(Extrait source)
>>
Les parrains doivent être de nationalité suisse et être domiciliés dans le canton du candidat. Là aussi l’expérience est intéressante. Des gens qui ne vous connaissent pas vont vous parrainer et d’autres qui sont pourtant vos amis; les membres de votre famille; vos collègues et vos voisins ne le feront pas. C’est comme si on leur demandait un rein. Cela relève plus de l’inculture que de la mauvaise foi.

Parrainer un candidat avec sa signature ce n’est ni partager ses idées ni le voter. C’est seulement permettre à un concitoyen de se présenter à une élection. À exercer un droit politique. À ce propos, je remercie chaleureusement les quelques amis qui m’ont aidé à récolter les signatures nécessaires dans un temps record. Je remercie aussi ce collègue qui a offert soixante francs à mon budget de campagne. Cela fait chaud au cœur et ce fut le seul don reçu.

Cette année, l’instauration de la nouvelle loi sur la transparence du financement des partis politiques a ajouté un surplus d’administration avec l’obligation d’annoncer son budget; ses recettes, leurs provenances et les dons. Vu le tableau Excel que j’ai présenté dans le délai imparti, la section des Droits politiques m’a informé que je ne devais pas publier ma comptabilité électorale sur leur page web. Les limites soumises à l’obligation d’annonce sont: budget de 50’000 francs et plus; don de 15’000 francs et plus.

J’ai, toutefois, insisté pour que mes comptes de campagne soient publiés. Histoire de montrer que l’on peut faire de la politique autrement que seulement par le biais de gros moyens financiers et par l’achat d’influences. Là aussi, les médias ne l’ont pas relevé. Dans cette constellation, je suis favorable pour élire nos représentants – du moins, la moitié de ceux-ci –sur le mode du tirage au sort.

Les idées avant les personnalités

Je terminerai avec la séquence «programme». Parce qu’en fin de compte, on devrait être élu sur un programme. Ce sont plus les idées qui comptent que celle où celui qui les porte. Et de me rappeler les fêtes de fin d’année 2011, quand j’étais secrétaire général du PDC Vaud et directeur de campagne de ces Messieurs Claude Béglé et Jacques Neyrinck, qu’après avoir passé des semaines pour constituer les listes pour élections cantonales vaudoises (et surtout à satisfaire les égos de chacun des candidats figurant sur les listes) nous n’avions pas de programme. Personne n’y avait pensé.
<<
[Données de localisation de points]
>>
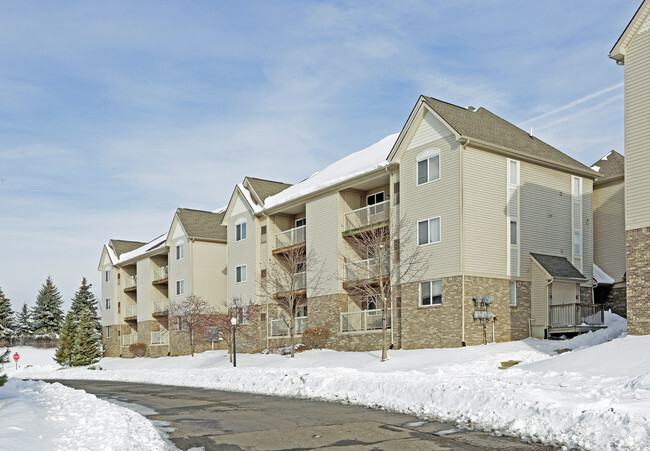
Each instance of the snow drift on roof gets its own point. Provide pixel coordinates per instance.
(353, 165)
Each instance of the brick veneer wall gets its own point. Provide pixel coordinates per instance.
(638, 281)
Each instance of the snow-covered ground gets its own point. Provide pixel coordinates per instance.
(595, 397)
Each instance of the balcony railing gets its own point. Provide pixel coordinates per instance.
(365, 270)
(161, 307)
(574, 315)
(131, 312)
(131, 282)
(129, 339)
(363, 320)
(280, 326)
(367, 216)
(291, 237)
(161, 273)
(160, 338)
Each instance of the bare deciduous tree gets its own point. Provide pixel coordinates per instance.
(385, 269)
(193, 315)
(286, 283)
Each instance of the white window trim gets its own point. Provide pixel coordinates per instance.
(246, 273)
(428, 221)
(420, 304)
(426, 155)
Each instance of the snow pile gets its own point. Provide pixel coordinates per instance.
(37, 415)
(594, 397)
(353, 165)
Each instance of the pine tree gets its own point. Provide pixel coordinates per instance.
(47, 315)
(6, 318)
(67, 340)
(87, 348)
(24, 324)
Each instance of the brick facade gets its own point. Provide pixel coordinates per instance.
(638, 281)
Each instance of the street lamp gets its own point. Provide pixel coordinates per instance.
(233, 321)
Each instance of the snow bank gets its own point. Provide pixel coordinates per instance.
(595, 397)
(37, 415)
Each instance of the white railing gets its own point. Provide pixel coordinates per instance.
(131, 311)
(161, 273)
(367, 216)
(161, 307)
(363, 320)
(129, 339)
(160, 337)
(280, 326)
(365, 270)
(130, 282)
(290, 237)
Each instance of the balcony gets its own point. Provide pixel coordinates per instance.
(365, 272)
(280, 326)
(161, 308)
(367, 218)
(363, 320)
(289, 239)
(129, 339)
(568, 318)
(160, 337)
(131, 313)
(160, 275)
(131, 283)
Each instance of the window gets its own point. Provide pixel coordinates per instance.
(240, 275)
(513, 293)
(429, 231)
(514, 229)
(431, 292)
(240, 231)
(429, 169)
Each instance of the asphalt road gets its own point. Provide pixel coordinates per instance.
(217, 420)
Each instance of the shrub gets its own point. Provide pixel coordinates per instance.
(138, 349)
(315, 337)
<<
(Consigne) D'après l'extrait source, quelle somme un collègue a-t-il offerte au budget de campagne ?

(Réponse attendue) Soixante francs.